» Your instructions
Make an exact copy of the entries, and keep any pictures out of it.

--- START ---

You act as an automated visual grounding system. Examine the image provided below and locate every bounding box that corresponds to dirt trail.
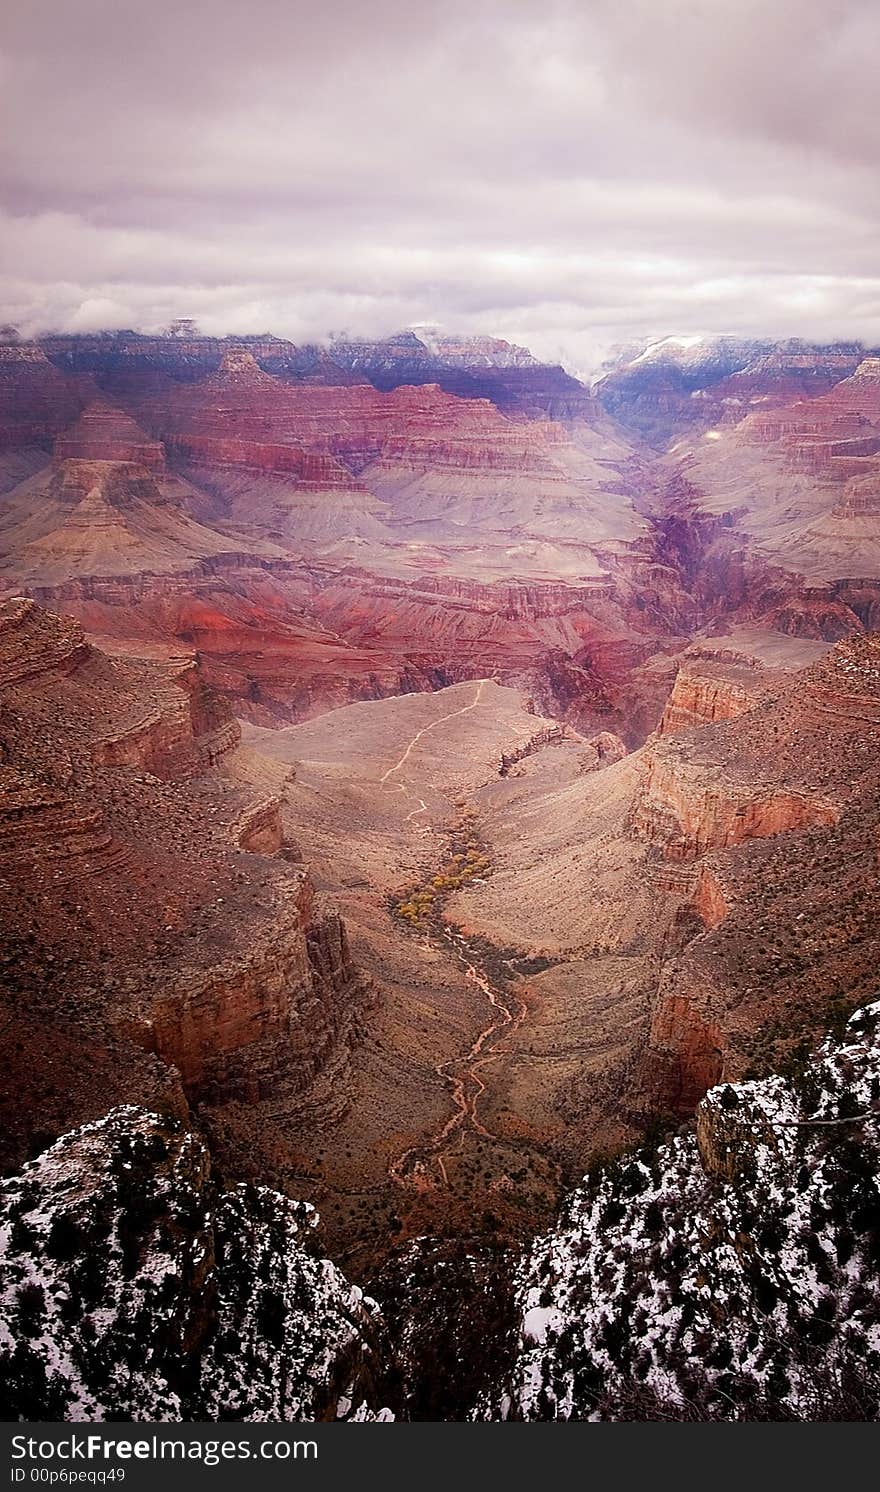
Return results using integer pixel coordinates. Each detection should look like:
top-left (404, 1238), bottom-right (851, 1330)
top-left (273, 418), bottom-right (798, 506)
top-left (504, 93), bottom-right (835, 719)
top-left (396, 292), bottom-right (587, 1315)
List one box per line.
top-left (379, 674), bottom-right (528, 1190)
top-left (380, 678), bottom-right (488, 785)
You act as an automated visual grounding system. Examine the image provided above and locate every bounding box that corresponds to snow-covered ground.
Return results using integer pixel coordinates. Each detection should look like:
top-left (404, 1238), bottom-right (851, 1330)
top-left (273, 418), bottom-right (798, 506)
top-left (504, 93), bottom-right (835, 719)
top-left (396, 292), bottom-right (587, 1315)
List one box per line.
top-left (493, 1004), bottom-right (880, 1420)
top-left (0, 1106), bottom-right (391, 1420)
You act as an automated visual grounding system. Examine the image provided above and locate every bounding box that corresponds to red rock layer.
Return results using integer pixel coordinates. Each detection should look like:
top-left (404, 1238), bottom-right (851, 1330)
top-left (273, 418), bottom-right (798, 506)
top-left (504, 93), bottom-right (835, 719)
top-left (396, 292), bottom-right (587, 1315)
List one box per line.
top-left (742, 358), bottom-right (880, 484)
top-left (0, 456), bottom-right (277, 590)
top-left (304, 567), bottom-right (674, 743)
top-left (690, 863), bottom-right (729, 930)
top-left (635, 634), bottom-right (880, 1113)
top-left (657, 650), bottom-right (768, 736)
top-left (0, 598), bottom-right (366, 1163)
top-left (148, 874), bottom-right (355, 1101)
top-left (54, 400), bottom-right (166, 470)
top-left (107, 350), bottom-right (571, 483)
top-left (0, 342), bottom-right (84, 449)
top-left (627, 747), bottom-right (839, 861)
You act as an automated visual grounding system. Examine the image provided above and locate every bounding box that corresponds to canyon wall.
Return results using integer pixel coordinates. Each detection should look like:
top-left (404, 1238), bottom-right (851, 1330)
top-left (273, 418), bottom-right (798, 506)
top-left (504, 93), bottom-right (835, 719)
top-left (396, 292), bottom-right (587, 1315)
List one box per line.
top-left (0, 598), bottom-right (367, 1166)
top-left (656, 650), bottom-right (768, 735)
top-left (147, 873), bottom-right (360, 1102)
top-left (627, 746), bottom-right (839, 862)
top-left (632, 635), bottom-right (880, 1115)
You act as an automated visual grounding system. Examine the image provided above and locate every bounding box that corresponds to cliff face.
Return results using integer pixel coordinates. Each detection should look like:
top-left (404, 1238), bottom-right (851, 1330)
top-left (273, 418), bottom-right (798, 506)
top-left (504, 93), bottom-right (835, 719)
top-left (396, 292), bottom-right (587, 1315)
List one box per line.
top-left (633, 635), bottom-right (880, 1114)
top-left (627, 746), bottom-right (839, 862)
top-left (328, 329), bottom-right (595, 419)
top-left (0, 333), bottom-right (705, 736)
top-left (0, 342), bottom-right (83, 448)
top-left (679, 355), bottom-right (880, 592)
top-left (0, 598), bottom-right (366, 1168)
top-left (39, 329), bottom-right (595, 422)
top-left (0, 598), bottom-right (239, 783)
top-left (106, 350), bottom-right (583, 491)
top-left (594, 336), bottom-right (871, 447)
top-left (0, 453), bottom-right (283, 592)
top-left (656, 650), bottom-right (768, 736)
top-left (690, 862), bottom-right (728, 930)
top-left (39, 332), bottom-right (358, 386)
top-left (147, 874), bottom-right (359, 1102)
top-left (304, 568), bottom-right (677, 744)
top-left (55, 400), bottom-right (166, 470)
top-left (1, 330), bottom-right (877, 755)
top-left (0, 1107), bottom-right (389, 1420)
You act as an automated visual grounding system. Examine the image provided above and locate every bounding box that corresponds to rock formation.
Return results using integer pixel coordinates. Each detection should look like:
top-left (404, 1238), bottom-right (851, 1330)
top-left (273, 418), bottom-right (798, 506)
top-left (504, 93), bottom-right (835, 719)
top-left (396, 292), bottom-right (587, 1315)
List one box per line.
top-left (54, 399), bottom-right (166, 469)
top-left (656, 646), bottom-right (771, 735)
top-left (12, 326), bottom-right (870, 735)
top-left (0, 342), bottom-right (84, 450)
top-left (0, 598), bottom-right (366, 1170)
top-left (635, 634), bottom-right (880, 1111)
top-left (328, 328), bottom-right (596, 420)
top-left (675, 355), bottom-right (880, 595)
top-left (499, 1004), bottom-right (880, 1420)
top-left (0, 1107), bottom-right (389, 1420)
top-left (0, 455), bottom-right (273, 589)
top-left (627, 746), bottom-right (839, 862)
top-left (595, 335), bottom-right (872, 448)
top-left (1, 325), bottom-right (880, 1423)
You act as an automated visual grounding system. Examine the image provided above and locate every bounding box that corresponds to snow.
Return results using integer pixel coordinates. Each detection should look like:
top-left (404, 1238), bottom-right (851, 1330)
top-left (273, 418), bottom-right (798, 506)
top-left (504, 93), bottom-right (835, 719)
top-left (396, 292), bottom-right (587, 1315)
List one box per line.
top-left (5, 1007), bottom-right (880, 1423)
top-left (522, 1305), bottom-right (564, 1344)
top-left (630, 336), bottom-right (705, 367)
top-left (491, 1003), bottom-right (880, 1421)
top-left (0, 1107), bottom-right (393, 1422)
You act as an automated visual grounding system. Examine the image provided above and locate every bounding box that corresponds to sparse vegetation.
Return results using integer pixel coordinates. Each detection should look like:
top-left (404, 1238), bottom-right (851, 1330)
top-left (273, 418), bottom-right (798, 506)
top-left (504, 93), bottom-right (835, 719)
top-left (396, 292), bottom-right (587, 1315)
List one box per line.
top-left (390, 812), bottom-right (493, 929)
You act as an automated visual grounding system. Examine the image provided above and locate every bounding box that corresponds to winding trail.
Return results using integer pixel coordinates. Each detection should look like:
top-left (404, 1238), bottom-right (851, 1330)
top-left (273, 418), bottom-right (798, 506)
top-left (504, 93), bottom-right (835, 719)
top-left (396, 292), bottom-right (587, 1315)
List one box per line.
top-left (380, 678), bottom-right (488, 785)
top-left (378, 674), bottom-right (529, 1190)
top-left (388, 926), bottom-right (528, 1189)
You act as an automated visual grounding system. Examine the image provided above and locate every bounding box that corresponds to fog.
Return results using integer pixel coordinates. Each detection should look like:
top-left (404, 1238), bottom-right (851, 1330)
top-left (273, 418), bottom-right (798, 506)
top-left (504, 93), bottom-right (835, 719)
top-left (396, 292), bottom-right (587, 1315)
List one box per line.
top-left (2, 0), bottom-right (878, 370)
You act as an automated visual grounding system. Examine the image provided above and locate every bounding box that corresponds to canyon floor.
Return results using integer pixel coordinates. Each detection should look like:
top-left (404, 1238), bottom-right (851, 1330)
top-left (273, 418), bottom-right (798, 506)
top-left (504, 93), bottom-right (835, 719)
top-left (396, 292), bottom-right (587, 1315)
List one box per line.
top-left (233, 681), bottom-right (578, 1270)
top-left (230, 611), bottom-right (880, 1282)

--- END ---

» Answer space
You act as an automated visual grounding system. Examine the image provided below and locate every bounding box that corresponds to dirt trail.
Return results using integer pixel coordinates. Each detection should look like:
top-left (404, 1238), bottom-right (851, 1330)
top-left (273, 418), bottom-right (798, 506)
top-left (504, 93), bottom-right (835, 719)
top-left (396, 292), bottom-right (587, 1315)
List one box per line.
top-left (379, 674), bottom-right (528, 1190)
top-left (380, 678), bottom-right (488, 785)
You act as an automated visual grounding system. Examine the image provided above and locate every bounding box that corresponds to snow-covered ground.
Return results using integer pixel coordinates. Each detection should look like:
top-left (404, 1238), bottom-right (851, 1330)
top-left (273, 418), bottom-right (798, 506)
top-left (504, 93), bottom-right (835, 719)
top-left (396, 292), bottom-right (587, 1315)
List one box per line.
top-left (493, 1004), bottom-right (880, 1420)
top-left (0, 1106), bottom-right (391, 1420)
You act as an automated visual grounding system. Examine the image provided above and locate every bounding box that corresponds to red rock layer.
Return results using integer pixel coordinates. Each detection should look like:
top-left (404, 1238), bottom-right (851, 1330)
top-left (273, 418), bottom-right (798, 506)
top-left (504, 93), bottom-right (835, 719)
top-left (396, 292), bottom-right (587, 1315)
List one box per line.
top-left (742, 358), bottom-right (880, 484)
top-left (0, 456), bottom-right (277, 590)
top-left (304, 567), bottom-right (674, 743)
top-left (690, 863), bottom-right (729, 930)
top-left (635, 634), bottom-right (880, 1113)
top-left (657, 650), bottom-right (768, 736)
top-left (0, 598), bottom-right (366, 1163)
top-left (148, 874), bottom-right (355, 1101)
top-left (54, 400), bottom-right (166, 470)
top-left (107, 350), bottom-right (571, 483)
top-left (0, 342), bottom-right (84, 449)
top-left (627, 747), bottom-right (839, 861)
You act as an automated visual grounding system. Examine the image provided above and locate every bounding box that corresponds to canyon wall.
Return results using integer pixel coordinates. Each detection should look like:
top-left (404, 1238), bottom-right (851, 1330)
top-left (273, 418), bottom-right (798, 506)
top-left (504, 93), bottom-right (835, 719)
top-left (396, 292), bottom-right (587, 1315)
List one box per line.
top-left (0, 598), bottom-right (367, 1166)
top-left (656, 650), bottom-right (768, 735)
top-left (147, 873), bottom-right (360, 1102)
top-left (627, 746), bottom-right (839, 862)
top-left (632, 635), bottom-right (880, 1115)
You act as an automated visual grounding system. Examine the image provided above and locate every bounding box that corresponds to cliff face.
Return results using integer pixel coordinates. Each detection should look like:
top-left (404, 1238), bottom-right (851, 1330)
top-left (273, 418), bottom-right (798, 506)
top-left (504, 93), bottom-right (835, 719)
top-left (396, 292), bottom-right (587, 1315)
List one box per line.
top-left (633, 635), bottom-right (880, 1114)
top-left (627, 746), bottom-right (839, 862)
top-left (328, 329), bottom-right (595, 419)
top-left (0, 333), bottom-right (705, 736)
top-left (0, 342), bottom-right (83, 448)
top-left (679, 355), bottom-right (880, 592)
top-left (0, 598), bottom-right (366, 1168)
top-left (39, 329), bottom-right (595, 422)
top-left (0, 598), bottom-right (239, 783)
top-left (106, 350), bottom-right (583, 491)
top-left (594, 336), bottom-right (871, 447)
top-left (0, 453), bottom-right (283, 592)
top-left (656, 650), bottom-right (768, 736)
top-left (690, 862), bottom-right (728, 930)
top-left (39, 332), bottom-right (358, 386)
top-left (147, 874), bottom-right (359, 1102)
top-left (304, 568), bottom-right (677, 744)
top-left (55, 400), bottom-right (166, 470)
top-left (1, 330), bottom-right (877, 755)
top-left (0, 1107), bottom-right (389, 1420)
You act as an automated visual grounding system. Examine the image provided above and locate every bounding box that corresponds to rock formation.
Return results using integer pixel coordinates. Each detection should look like:
top-left (404, 1238), bottom-right (851, 1330)
top-left (273, 418), bottom-right (798, 506)
top-left (504, 93), bottom-right (835, 719)
top-left (396, 292), bottom-right (587, 1315)
List one box per line.
top-left (54, 399), bottom-right (166, 469)
top-left (656, 646), bottom-right (771, 735)
top-left (12, 326), bottom-right (870, 735)
top-left (0, 342), bottom-right (84, 450)
top-left (0, 598), bottom-right (366, 1170)
top-left (635, 634), bottom-right (880, 1111)
top-left (328, 328), bottom-right (596, 420)
top-left (675, 355), bottom-right (880, 595)
top-left (499, 1004), bottom-right (880, 1420)
top-left (0, 1107), bottom-right (389, 1420)
top-left (0, 455), bottom-right (273, 589)
top-left (627, 746), bottom-right (839, 862)
top-left (595, 335), bottom-right (872, 448)
top-left (1, 325), bottom-right (880, 1423)
You act as an automated visual grounding system. Examine the image provided above and locate every bounding box that corresponds to snow.
Return results using integer pixel coordinates. Each detection should look like:
top-left (404, 1238), bottom-right (851, 1330)
top-left (273, 418), bottom-right (798, 506)
top-left (504, 93), bottom-right (835, 719)
top-left (396, 292), bottom-right (587, 1315)
List one box per line.
top-left (5, 1007), bottom-right (880, 1423)
top-left (522, 1305), bottom-right (564, 1344)
top-left (630, 336), bottom-right (705, 367)
top-left (491, 1003), bottom-right (880, 1421)
top-left (0, 1107), bottom-right (393, 1422)
You act as an automated visual grounding system. Examine the image provided above and locate every bounding box that corresponds to sparse vegetation.
Return results using integer pixel coordinates. Each detection should look like:
top-left (404, 1238), bottom-right (851, 1330)
top-left (273, 418), bottom-right (798, 506)
top-left (504, 93), bottom-right (835, 719)
top-left (396, 292), bottom-right (587, 1315)
List one box per line.
top-left (390, 812), bottom-right (493, 929)
You act as an automated visual grounding system. Examine the image provided above and locate every bounding box that corresponds to winding trail.
Return results using integer pixel coordinates. Each detection should look like:
top-left (404, 1238), bottom-right (851, 1330)
top-left (273, 418), bottom-right (798, 506)
top-left (504, 93), bottom-right (835, 719)
top-left (396, 292), bottom-right (587, 1315)
List one box per line.
top-left (380, 678), bottom-right (488, 785)
top-left (378, 674), bottom-right (529, 1190)
top-left (388, 926), bottom-right (528, 1189)
You act as an automated visual grounding system. Examine the image provided above and locate every bounding box that corresponds to fog.
Return results using integer pixel coordinates. Each detection should look like:
top-left (404, 1238), bottom-right (851, 1330)
top-left (273, 418), bottom-right (798, 506)
top-left (504, 93), bottom-right (835, 719)
top-left (396, 292), bottom-right (587, 1315)
List one box per line.
top-left (2, 0), bottom-right (878, 370)
You act as an automated visual grounding system. Examine the image provided above and locate every bounding box that corresponds to canyon floor.
Return results using integer pixel coordinates. Each detection should look like:
top-left (404, 1238), bottom-right (851, 1330)
top-left (273, 418), bottom-right (798, 506)
top-left (504, 93), bottom-right (835, 719)
top-left (396, 292), bottom-right (587, 1315)
List one box per line.
top-left (233, 681), bottom-right (578, 1270)
top-left (230, 611), bottom-right (880, 1282)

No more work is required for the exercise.